**What the exercise asks:**
In the film excerpt, on what date was the single-reel drama released?

A reviewer for The New York Dramatic Mirror stated, "It is rather difficult to understand by what magic the two signatures are made to appear in the court room without human agency. They come and go in anything but legal fashion. Evidently their appearance is to be taken symbolically – not realistically." The final part of the review is difficult to infer because the film is lost, but the synopsis states that a stereopticon was used. A stereopticon, not to be confused with a stereoscope, is a type of slide projector that projects an image. According to the synopsis, the production employs one, or possibly two, stereopticon's to display the two different signatures to compare and reveal the forgery. The reviewer seems to state that the appearance as unnatural, perhaps referencing a dissolve effect. The ability to project with a dissolve was a known ability of more advanced stereopticons. According to another reviewer the film included shots of Long Island Sound.

== Release and reception ==
The single-reel drama, approximately 1,000 feet long, was released on September 16, 1910. The film had a wide national release, with known theater advertisements in Pennsylvania, Kansas, Minnesota, Washington, North Carolina, Arizona, and Indiana. The film was also shown in Vancouver, British Columbia, Canada by the Province Theatre.

**Extracted records:**

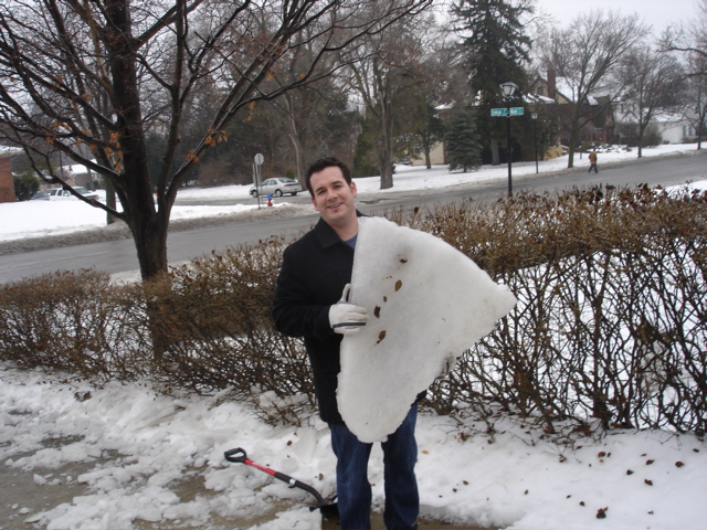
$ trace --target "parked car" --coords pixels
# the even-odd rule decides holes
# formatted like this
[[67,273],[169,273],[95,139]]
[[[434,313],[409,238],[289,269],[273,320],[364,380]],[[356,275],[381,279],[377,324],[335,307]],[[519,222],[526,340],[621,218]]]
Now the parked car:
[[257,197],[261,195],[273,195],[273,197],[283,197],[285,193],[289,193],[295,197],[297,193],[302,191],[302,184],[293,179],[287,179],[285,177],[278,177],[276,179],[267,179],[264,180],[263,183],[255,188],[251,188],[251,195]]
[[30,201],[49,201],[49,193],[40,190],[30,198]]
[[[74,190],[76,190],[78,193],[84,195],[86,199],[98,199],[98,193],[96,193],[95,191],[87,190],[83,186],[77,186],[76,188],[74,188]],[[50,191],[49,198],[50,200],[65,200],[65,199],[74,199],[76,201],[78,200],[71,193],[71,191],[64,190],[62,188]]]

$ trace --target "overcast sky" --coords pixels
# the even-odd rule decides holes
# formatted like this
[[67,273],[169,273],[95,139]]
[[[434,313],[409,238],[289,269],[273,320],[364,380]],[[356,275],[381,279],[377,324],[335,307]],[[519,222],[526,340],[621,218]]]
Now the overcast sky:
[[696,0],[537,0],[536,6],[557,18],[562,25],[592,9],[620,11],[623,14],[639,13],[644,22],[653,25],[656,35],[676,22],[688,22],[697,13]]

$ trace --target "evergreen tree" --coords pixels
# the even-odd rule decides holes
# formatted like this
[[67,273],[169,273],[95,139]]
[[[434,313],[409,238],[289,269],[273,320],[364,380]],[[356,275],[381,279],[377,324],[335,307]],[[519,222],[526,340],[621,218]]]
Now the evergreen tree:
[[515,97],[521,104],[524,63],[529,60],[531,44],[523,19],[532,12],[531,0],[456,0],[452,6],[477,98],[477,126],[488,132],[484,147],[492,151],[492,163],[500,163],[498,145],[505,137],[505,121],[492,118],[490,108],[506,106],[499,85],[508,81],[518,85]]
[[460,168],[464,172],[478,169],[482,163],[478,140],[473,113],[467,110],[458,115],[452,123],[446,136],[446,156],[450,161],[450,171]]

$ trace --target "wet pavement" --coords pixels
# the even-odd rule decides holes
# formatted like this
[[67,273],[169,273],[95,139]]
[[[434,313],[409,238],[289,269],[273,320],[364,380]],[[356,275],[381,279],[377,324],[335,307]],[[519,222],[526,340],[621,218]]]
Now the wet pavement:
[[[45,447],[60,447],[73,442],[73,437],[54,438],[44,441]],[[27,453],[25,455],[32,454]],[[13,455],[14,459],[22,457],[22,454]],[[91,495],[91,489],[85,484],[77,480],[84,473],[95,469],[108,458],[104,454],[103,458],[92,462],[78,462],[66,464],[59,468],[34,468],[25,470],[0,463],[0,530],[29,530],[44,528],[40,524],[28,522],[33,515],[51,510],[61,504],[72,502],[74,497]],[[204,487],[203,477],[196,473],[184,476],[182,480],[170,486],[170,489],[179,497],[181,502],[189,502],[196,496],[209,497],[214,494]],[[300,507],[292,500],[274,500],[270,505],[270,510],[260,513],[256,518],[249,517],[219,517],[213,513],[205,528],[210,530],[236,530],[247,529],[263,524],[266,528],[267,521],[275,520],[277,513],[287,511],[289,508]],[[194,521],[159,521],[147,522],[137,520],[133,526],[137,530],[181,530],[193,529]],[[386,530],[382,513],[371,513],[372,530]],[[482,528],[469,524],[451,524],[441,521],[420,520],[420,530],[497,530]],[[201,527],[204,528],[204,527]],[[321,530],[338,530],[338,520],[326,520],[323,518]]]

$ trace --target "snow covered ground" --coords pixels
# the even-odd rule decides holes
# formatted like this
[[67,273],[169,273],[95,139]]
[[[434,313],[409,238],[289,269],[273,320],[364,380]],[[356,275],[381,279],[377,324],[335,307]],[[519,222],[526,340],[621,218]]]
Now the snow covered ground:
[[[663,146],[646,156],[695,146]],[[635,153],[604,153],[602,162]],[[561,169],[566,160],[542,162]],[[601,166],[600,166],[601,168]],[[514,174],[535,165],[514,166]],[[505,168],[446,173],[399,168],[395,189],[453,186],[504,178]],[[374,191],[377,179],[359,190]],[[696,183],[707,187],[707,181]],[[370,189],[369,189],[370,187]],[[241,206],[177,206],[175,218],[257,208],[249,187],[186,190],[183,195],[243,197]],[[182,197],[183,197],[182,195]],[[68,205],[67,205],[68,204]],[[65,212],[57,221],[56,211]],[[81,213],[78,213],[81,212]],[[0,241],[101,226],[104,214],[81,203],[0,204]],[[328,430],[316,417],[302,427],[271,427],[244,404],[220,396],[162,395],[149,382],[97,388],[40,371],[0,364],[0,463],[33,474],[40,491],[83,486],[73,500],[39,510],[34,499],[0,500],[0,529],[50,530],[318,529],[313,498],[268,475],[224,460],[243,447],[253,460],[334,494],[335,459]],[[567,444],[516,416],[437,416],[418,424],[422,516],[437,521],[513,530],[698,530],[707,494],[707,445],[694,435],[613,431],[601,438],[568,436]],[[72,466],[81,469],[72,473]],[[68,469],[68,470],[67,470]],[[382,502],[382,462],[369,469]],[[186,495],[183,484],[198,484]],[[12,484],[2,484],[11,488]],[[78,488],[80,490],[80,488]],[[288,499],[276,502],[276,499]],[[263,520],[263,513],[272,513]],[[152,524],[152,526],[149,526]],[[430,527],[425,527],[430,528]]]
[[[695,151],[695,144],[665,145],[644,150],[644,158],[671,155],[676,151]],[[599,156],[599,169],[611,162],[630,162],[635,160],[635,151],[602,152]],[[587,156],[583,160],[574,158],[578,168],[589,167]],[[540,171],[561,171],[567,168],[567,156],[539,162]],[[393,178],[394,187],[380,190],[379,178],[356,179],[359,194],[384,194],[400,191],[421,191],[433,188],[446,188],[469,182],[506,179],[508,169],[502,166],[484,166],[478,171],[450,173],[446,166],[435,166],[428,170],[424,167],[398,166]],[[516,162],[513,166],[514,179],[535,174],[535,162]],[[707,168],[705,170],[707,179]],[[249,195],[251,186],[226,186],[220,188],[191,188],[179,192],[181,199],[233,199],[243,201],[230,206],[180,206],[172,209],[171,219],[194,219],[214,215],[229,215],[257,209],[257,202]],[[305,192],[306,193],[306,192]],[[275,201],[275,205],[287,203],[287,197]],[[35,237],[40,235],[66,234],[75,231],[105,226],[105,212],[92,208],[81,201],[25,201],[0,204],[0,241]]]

---

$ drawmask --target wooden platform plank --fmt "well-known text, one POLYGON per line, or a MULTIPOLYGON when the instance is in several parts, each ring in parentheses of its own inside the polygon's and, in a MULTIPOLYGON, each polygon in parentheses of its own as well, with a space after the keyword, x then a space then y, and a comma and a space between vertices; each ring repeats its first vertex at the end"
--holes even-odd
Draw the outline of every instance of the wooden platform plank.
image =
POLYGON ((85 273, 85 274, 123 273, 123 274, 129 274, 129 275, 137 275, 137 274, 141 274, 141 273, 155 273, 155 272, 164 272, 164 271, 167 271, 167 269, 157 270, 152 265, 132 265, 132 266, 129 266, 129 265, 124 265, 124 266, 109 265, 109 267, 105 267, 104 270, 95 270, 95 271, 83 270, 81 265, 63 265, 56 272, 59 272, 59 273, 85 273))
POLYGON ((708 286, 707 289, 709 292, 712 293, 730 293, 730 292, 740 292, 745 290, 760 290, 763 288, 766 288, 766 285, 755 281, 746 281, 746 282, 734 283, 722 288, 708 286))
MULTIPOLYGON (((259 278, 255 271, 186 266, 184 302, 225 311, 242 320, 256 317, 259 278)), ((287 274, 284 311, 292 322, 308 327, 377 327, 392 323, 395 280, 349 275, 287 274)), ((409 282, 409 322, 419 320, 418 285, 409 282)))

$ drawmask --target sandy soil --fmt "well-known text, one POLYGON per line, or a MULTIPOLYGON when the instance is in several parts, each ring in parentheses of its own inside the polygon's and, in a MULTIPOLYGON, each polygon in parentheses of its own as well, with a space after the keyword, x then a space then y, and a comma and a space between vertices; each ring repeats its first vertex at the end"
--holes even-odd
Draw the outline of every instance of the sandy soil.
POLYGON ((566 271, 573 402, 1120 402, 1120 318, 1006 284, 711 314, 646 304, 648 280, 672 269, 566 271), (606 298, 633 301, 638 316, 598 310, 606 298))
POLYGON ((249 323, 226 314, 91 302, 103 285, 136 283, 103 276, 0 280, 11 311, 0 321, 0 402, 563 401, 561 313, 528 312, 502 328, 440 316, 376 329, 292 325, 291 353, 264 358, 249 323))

**Answer section:**
September 16, 1910.